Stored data
━━━━━━━━━━━━━━━━

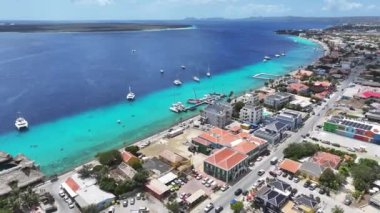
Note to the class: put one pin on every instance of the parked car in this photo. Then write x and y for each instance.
(273, 173)
(260, 172)
(321, 191)
(313, 186)
(238, 192)
(132, 201)
(209, 207)
(218, 209)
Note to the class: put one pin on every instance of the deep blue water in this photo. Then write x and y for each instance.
(46, 76)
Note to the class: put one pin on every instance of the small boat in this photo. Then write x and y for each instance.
(177, 107)
(267, 57)
(193, 101)
(21, 123)
(177, 82)
(130, 95)
(195, 78)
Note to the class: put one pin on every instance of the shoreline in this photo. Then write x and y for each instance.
(156, 136)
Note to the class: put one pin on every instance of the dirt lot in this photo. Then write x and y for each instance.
(177, 144)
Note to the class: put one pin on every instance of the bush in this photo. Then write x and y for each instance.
(109, 158)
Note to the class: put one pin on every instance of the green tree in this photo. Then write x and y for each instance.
(133, 149)
(237, 207)
(85, 171)
(109, 158)
(337, 209)
(329, 179)
(137, 165)
(173, 206)
(141, 177)
(90, 209)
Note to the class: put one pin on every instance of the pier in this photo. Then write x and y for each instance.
(265, 76)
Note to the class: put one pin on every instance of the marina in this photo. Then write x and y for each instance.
(265, 76)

━━━━━━━━━━━━━━━━

§ **Task directions**: Beginning with the line that contains "of the shoreline", quote each line exactly through the last line of the entries above, and nothing beyond them.

§ **Solution**:
Note to the class: put one pin on every instance of the shoreline in this photo. Then write x and y for each instance.
(156, 136)
Note to the class: put one pin on every instance of the dirt lot in this photo. Then write x and y for each instance.
(177, 144)
Note to the class: put one pin on every instance of the bush in this photo. Then write x and y for each instance.
(109, 158)
Note to the class: put one pin on every instance of the green tree in this photo. Then write x and y for each instance.
(133, 149)
(237, 207)
(85, 171)
(109, 158)
(337, 209)
(329, 179)
(137, 165)
(173, 206)
(141, 177)
(90, 209)
Note to the class: put one pin on every instance of the pier in this photo. Then write x and y for each instance.
(265, 76)
Note to the class: put one pin on every instance of the marina in this photo. Then write x and y for each instance.
(265, 76)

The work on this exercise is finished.